THE EXERCISE
Repeat only the lines from the one holding "Give the mask of every instance of the white" down to the last line of the listing below, including both of those lines.

PROVIDED DATA
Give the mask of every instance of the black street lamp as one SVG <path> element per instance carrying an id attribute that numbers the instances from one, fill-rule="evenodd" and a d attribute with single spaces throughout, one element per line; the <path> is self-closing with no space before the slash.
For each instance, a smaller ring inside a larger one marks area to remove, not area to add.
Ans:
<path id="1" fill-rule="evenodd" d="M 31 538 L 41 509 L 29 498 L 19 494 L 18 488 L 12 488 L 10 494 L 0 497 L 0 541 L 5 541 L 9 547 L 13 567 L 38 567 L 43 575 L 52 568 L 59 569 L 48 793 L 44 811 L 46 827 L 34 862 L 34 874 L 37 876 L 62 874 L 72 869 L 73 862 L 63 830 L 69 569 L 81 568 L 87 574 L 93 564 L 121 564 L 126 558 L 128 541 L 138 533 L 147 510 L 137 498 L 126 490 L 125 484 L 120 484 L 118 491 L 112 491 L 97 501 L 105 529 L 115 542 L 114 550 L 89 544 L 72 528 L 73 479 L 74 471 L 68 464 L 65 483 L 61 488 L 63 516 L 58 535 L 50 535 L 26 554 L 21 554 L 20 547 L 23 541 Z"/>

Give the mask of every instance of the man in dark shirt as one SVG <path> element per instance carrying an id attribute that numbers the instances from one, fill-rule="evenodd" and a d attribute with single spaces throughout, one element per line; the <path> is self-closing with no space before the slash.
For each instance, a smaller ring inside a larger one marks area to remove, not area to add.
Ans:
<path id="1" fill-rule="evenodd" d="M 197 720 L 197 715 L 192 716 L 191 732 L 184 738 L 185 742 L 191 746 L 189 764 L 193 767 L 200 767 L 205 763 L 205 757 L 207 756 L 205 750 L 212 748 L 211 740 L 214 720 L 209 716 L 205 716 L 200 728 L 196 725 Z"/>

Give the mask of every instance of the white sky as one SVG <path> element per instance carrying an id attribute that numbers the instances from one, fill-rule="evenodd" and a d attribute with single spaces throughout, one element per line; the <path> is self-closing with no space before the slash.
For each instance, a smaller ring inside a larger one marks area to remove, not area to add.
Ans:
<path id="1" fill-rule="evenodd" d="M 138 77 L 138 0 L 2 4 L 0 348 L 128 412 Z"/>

SOLVED PROBLEM
Give the mask of every instance of the white sky as one SVG <path> element per instance carrying an id attribute that numbers the instances from one, fill-rule="evenodd" and a d attribute with single spaces throughout, one element per line; the <path> is self-closing with no space before the slash.
For each instance, a smaller ring inside a larger one marks area to remove, not area to add.
Ans:
<path id="1" fill-rule="evenodd" d="M 138 77 L 138 0 L 2 4 L 0 348 L 128 412 Z"/>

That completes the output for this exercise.